> [Written task]:
Write each line out again exactly as written.

··· Raw data

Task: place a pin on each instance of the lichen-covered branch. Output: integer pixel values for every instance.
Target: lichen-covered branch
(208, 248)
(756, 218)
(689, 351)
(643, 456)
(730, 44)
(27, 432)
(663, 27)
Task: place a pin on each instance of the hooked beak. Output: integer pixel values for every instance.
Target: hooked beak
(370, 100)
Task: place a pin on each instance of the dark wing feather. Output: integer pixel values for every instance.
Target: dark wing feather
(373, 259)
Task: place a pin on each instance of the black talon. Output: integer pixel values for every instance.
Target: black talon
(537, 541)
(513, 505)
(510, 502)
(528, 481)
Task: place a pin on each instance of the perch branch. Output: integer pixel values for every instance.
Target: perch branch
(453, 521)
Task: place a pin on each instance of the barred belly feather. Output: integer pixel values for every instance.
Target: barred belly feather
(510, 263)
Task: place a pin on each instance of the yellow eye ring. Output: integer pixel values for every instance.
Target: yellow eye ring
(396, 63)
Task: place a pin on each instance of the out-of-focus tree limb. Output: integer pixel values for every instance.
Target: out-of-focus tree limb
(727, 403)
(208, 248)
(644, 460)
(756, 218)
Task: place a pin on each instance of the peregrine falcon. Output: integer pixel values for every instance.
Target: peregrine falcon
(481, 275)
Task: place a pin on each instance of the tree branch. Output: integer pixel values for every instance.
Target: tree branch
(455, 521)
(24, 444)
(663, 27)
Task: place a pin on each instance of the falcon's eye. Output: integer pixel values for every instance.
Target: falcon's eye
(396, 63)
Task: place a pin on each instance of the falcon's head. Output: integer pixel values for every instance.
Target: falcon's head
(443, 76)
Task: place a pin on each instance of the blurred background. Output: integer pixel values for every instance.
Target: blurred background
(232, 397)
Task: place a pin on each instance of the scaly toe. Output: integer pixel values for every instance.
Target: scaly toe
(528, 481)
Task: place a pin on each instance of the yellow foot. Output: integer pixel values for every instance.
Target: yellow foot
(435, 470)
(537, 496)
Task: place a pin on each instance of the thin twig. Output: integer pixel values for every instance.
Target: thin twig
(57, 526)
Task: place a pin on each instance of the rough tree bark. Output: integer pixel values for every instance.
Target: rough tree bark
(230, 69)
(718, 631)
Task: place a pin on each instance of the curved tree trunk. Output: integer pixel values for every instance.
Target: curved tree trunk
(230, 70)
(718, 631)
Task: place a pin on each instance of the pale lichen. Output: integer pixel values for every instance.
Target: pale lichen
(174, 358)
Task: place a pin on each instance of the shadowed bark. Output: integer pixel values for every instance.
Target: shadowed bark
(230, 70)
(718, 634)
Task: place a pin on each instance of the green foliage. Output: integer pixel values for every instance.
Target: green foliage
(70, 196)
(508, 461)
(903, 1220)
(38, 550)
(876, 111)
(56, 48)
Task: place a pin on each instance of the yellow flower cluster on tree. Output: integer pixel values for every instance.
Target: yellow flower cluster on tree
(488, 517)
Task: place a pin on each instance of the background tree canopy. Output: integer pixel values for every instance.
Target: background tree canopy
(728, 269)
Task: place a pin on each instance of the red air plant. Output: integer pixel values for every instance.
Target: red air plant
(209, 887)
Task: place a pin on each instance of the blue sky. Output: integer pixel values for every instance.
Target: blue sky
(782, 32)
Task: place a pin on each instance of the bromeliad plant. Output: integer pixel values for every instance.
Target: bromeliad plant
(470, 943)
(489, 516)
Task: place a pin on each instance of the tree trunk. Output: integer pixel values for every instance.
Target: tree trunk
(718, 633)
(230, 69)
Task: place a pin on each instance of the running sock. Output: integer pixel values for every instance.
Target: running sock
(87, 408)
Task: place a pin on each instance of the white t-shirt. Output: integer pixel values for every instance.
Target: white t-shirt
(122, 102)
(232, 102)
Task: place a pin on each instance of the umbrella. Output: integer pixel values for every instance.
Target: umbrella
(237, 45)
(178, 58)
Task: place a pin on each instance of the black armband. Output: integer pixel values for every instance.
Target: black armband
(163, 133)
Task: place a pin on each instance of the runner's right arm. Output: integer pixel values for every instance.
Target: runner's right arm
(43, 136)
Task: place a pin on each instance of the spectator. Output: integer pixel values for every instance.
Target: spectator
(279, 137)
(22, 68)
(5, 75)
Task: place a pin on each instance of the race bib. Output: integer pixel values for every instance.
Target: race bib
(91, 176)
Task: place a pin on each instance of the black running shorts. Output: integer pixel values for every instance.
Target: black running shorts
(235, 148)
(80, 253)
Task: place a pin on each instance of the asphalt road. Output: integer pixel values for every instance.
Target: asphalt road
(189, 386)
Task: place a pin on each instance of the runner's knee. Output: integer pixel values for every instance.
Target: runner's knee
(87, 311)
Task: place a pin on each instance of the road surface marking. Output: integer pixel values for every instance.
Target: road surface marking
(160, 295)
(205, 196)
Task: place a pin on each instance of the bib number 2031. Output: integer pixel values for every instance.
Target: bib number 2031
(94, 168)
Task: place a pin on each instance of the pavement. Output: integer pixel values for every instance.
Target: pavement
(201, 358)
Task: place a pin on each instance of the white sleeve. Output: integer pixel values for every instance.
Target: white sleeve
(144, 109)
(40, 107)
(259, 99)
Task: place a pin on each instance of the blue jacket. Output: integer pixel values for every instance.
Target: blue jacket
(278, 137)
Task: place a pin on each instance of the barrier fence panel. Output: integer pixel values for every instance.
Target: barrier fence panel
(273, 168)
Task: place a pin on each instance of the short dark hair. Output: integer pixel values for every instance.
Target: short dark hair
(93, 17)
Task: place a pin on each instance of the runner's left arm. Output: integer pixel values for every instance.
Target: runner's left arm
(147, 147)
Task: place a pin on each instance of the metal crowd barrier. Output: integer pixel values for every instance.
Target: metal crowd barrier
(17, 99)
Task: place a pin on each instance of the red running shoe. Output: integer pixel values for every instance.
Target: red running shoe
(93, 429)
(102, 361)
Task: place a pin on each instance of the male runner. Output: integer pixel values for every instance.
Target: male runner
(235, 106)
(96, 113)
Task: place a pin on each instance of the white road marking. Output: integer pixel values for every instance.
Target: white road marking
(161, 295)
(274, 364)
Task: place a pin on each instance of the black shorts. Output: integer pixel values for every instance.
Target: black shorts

······

> [Final result]:
Task: place a pin on each instance of the lichen-covered branch. Output: integer pixel values for every instance.
Target: lichen-covered branch
(208, 248)
(756, 218)
(689, 351)
(643, 456)
(730, 44)
(27, 432)
(663, 27)
Task: place a pin on each instance of the hooked beak. Output: integer pixel values for every instance.
Target: hooked beak
(370, 100)
Task: place a pin on each instance of the dark wing feather. Output: integer pixel values for every instance.
Target: dark wing feather
(373, 259)
Task: place a pin on each instance of the black talon. Output: integer pixel values for every instance.
Target: black talon
(537, 541)
(513, 505)
(510, 502)
(528, 481)
Task: place a pin on each instance of the perch branch. Output: integer pixel values for every instance.
Target: perch branch
(453, 521)
Task: place a pin on each instance of the barred belly feather. Output: integer pixel values for every instance.
Target: barred belly feather
(510, 263)
Task: place a pin on each instance of the yellow eye ring. Output: integer pixel values for every instance.
Target: yellow eye ring
(396, 63)
Task: place a pin on each instance of the out-of-focus tree limb. Output: integer pixel values for every instance.
Target: out-of-focus tree limb
(727, 403)
(208, 248)
(644, 460)
(756, 218)
Task: place a pin on each instance of the peregrine falcon. Output: integer pixel values for every instance.
Target: peregrine falcon
(481, 275)
Task: place a pin on each instance of the tree branch. Output: integer pixel values for every instance.
Target: tree branch
(455, 521)
(24, 444)
(663, 27)
Task: place a pin on each instance of the falcon's eye. Output: integer pixel values for every instance.
Target: falcon's eye
(396, 63)
Task: place a pin on each instance of the falcon's head. Output: integer pixel values for every instance.
Target: falcon's head
(443, 76)
Task: place a pin on each instance of the blurred background. Output: integer pixel values for every instance.
Target: blurred background
(232, 397)
Task: place a pin on each instance of the scaly toe. Output: integer pixel values for every instance.
Target: scaly toe
(528, 481)
Task: place a pin on each instance of the yellow foot. Output: integer pixel values for every instance.
Target: yellow foot
(435, 470)
(537, 496)
Task: place a pin on each instance of the thin twig. Output: integer pixel values for every instance.
Target: thin twig
(57, 526)
Task: place a pin on each instance of the rough tree bark. Output: integer pixel values for every instance.
Target: rough tree bark
(230, 69)
(718, 631)
Task: place a pin on each instance of the curved tree trunk. Output: integer pixel values for every instance.
Target: curved tree trunk
(230, 70)
(718, 631)
Task: place a pin on each instance of the pale lichen. Output: integer pixel values for every instance.
Target: pale lichen
(174, 358)
Task: place a pin on each instance of the shadowed bark. Output: integer pixel values for every instance.
Target: shadowed bark
(230, 70)
(718, 634)
Task: place a pin on each instance of the green foliage. Output: integer pixel values for every instance.
Target: green foliage
(70, 196)
(508, 461)
(903, 1220)
(38, 550)
(876, 111)
(56, 48)
Task: place a pin on each instance of the yellow flower cluster on tree. Output: integer pixel values for every instance.
Target: yellow flower cluster on tree
(488, 517)
Task: place a pin on each instance of the background tree canopy. Output: integer pixel values for every instance.
Target: background tree canopy
(728, 269)
Task: place a pin on each instance of the red air plant. Output: integer pixel values for every instance.
Target: red air plant
(209, 887)
Task: place a pin on each instance of the blue sky. Output: integer pixel values for every instance.
Target: blue sky
(782, 32)
Task: place a pin on each instance of the bromeliad plant. Output: integer pixel values for every instance.
Target: bromeliad plant
(470, 943)
(489, 516)
Task: place a pin on each instance of the tree trunk. Output: integer pixel values for every instance.
Target: tree trunk
(718, 633)
(230, 69)
Task: place a pin on each instance of the running sock. Output: integer pixel values for every instance.
Target: running sock
(87, 408)
Task: place a pin on each instance of the white t-shirt. Output: integer pixel values for every instance.
Target: white t-shirt
(122, 102)
(232, 102)
Task: place a pin on each instance of the umbrella. Output: integer pixel values for every instance.
Target: umbrella
(237, 45)
(178, 58)
Task: place a pin on each instance of the black armband. Output: integer pixel values for every instance.
Target: black armband
(163, 133)
Task: place a pin on each instance of the runner's right arm. Output: integer pixel values for every instance.
Target: runner's right arm
(43, 136)
Task: place a pin on each instance of the spectator. Output: integer pixel values for every instance.
Target: spectator
(279, 137)
(22, 68)
(5, 75)
Task: place a pin on each instance of the race bib. Output: integer pixel values for every instance.
Target: race bib
(91, 176)
Task: place a pin on each instance of the black running shorts. Output: integer pixel values for every instance.
Target: black running shorts
(235, 148)
(80, 253)
Task: place a pin on each instance of the asphalt road. Output: integer pixel values for every instance.
Target: asphalt road
(189, 386)
Task: place a pin on each instance of the runner's knee. Output: integer pixel values for every instance.
Target: runner's knee
(87, 311)
Task: place a pin on each instance of the road surface marking. Output: integer pixel values for every instance.
Target: road surface marking
(160, 295)
(205, 196)
Task: place a pin on each instance of the bib number 2031. Output: integer pixel values for every instance.
Target: bib number 2031
(94, 168)
Task: place a pin on each instance of the pavement. Output: integer pixel values for every instance.
Target: pavement
(201, 358)
Task: place a pin on each instance of the white sleeve. Output: integer pixel values for every instance.
Target: white sleeve
(144, 109)
(40, 107)
(259, 99)
Task: place a pin on each instance of the blue jacket. Output: integer pixel values for every instance.
Target: blue jacket
(278, 137)
Task: place a pin on each instance of the barrier fence panel. Output: integer pixel values for every instance.
Target: barrier fence panel
(273, 168)
Task: place a pin on each instance of the short dark hair. Output: integer pixel values for every instance.
Target: short dark hair
(93, 17)
Task: place a pin on each instance of the runner's left arm. Output: integer pixel values for every instance.
Target: runner's left arm
(147, 147)
Task: place a pin on each instance of the metal crowd barrier. Output: integer pixel values for every instance.
Target: metal crowd barrier
(17, 99)
Task: place a pin on each instance of the red running shoe. Output: integer pixel values for every instance.
Target: red running shoe
(93, 429)
(102, 361)
Task: place a pin on each instance of the male runner. Output: integer pixel values for every instance.
Target: male runner
(235, 106)
(96, 113)
Task: place a pin on each instance of the white road marking. Output: integer pixel values for every instance.
Target: white road marking
(161, 295)
(274, 364)
Task: place a pin on each instance of the black shorts. Output: integer pixel values for every instance.
Target: black shorts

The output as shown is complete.